Set task:
Pick out each line of the records that contains the word "instance".

Extracted data:

....

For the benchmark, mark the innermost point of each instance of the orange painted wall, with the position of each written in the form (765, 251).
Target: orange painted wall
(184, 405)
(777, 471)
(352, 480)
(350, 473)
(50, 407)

....

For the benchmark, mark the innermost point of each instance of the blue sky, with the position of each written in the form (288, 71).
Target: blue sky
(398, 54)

....

Written answer:
For the benchmark, mark the innermost point of each instance of the orange painted wall, with the position of each written in the form (765, 251).
For the benchmark, mark the innermost point of each instance of the blue sky, with the position of each written in the form (288, 71).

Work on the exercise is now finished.